*RECORDS SHOWN*
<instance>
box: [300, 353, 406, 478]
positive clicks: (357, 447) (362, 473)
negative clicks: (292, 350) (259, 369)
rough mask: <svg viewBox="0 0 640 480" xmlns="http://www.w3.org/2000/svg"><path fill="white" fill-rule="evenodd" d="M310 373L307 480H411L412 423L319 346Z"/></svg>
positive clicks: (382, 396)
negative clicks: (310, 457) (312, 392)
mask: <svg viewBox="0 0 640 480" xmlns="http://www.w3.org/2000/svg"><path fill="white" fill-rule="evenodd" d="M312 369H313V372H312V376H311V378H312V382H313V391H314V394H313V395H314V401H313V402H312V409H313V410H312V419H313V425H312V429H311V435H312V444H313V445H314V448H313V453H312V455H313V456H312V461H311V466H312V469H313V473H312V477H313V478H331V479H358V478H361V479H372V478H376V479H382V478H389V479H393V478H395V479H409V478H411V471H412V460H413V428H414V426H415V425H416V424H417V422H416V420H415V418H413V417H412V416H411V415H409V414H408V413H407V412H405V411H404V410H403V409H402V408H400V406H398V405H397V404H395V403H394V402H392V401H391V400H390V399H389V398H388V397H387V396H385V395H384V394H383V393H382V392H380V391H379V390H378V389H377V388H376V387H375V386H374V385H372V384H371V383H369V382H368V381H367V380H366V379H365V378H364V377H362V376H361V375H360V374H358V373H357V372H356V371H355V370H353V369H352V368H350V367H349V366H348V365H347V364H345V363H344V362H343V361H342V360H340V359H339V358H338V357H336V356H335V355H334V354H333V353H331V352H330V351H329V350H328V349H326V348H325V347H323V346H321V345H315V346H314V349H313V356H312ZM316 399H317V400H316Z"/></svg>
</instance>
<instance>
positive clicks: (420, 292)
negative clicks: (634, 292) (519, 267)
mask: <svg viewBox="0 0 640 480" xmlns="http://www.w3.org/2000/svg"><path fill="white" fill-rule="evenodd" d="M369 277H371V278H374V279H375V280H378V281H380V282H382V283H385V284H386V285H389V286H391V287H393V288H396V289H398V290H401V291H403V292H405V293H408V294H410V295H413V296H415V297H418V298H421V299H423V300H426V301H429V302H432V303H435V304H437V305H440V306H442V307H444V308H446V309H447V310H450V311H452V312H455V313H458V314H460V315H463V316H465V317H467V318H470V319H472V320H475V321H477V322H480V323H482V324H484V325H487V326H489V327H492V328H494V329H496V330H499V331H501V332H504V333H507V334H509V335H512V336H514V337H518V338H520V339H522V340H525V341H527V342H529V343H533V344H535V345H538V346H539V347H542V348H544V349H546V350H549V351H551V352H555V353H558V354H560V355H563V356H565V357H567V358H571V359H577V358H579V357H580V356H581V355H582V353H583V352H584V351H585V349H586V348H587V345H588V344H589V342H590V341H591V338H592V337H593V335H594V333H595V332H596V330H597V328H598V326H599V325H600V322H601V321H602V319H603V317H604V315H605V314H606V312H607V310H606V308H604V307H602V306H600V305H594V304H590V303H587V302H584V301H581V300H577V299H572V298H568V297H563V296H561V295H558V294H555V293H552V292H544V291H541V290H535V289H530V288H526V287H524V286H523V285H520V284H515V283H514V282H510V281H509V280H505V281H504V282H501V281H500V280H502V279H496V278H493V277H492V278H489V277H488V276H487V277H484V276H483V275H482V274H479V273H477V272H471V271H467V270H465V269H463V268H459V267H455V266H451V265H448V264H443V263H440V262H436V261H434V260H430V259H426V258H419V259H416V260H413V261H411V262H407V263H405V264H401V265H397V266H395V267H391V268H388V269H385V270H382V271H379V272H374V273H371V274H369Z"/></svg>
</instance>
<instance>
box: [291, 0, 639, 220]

*REQUIREMENT*
Each line from the start of the records through the line holding "positive clicks: (420, 292)" must be returned exactly; nothing else belongs in the answer.

*FINAL ANSWER*
<instance>
box: [300, 353, 406, 478]
positive clicks: (357, 447) (362, 473)
negative clicks: (292, 350) (259, 369)
rough mask: <svg viewBox="0 0 640 480" xmlns="http://www.w3.org/2000/svg"><path fill="white" fill-rule="evenodd" d="M310 373L307 480H411L412 423L319 346Z"/></svg>
positive clicks: (382, 396)
negative clicks: (310, 457) (312, 392)
mask: <svg viewBox="0 0 640 480" xmlns="http://www.w3.org/2000/svg"><path fill="white" fill-rule="evenodd" d="M312 369H313V372H312V376H311V378H312V382H313V391H314V394H313V395H314V401H313V402H312V409H313V410H312V419H313V425H312V429H311V435H312V444H313V445H314V448H313V453H312V455H313V456H312V461H311V466H312V469H313V473H312V477H313V478H331V479H358V478H361V479H372V478H376V479H382V478H389V479H393V478H395V479H409V478H411V471H412V460H413V428H414V426H415V425H416V424H417V422H416V420H415V418H413V417H412V416H411V415H409V414H408V413H407V412H405V411H404V410H403V409H402V408H400V406H398V405H397V404H395V403H394V402H392V401H391V400H390V399H389V398H388V397H387V396H385V395H384V394H383V393H382V392H380V391H379V390H378V389H377V388H376V387H375V386H374V385H372V384H371V383H369V382H368V381H367V380H366V379H365V378H364V377H362V376H361V375H360V374H358V373H357V372H356V371H355V370H353V369H352V368H350V367H349V366H348V365H347V364H345V363H344V362H343V361H342V360H340V359H339V358H338V357H336V356H335V355H334V354H333V353H331V352H330V351H329V350H328V349H326V348H325V347H323V346H321V345H315V346H314V349H313V356H312ZM316 399H317V400H316Z"/></svg>
</instance>
<instance>
positive clicks: (420, 292)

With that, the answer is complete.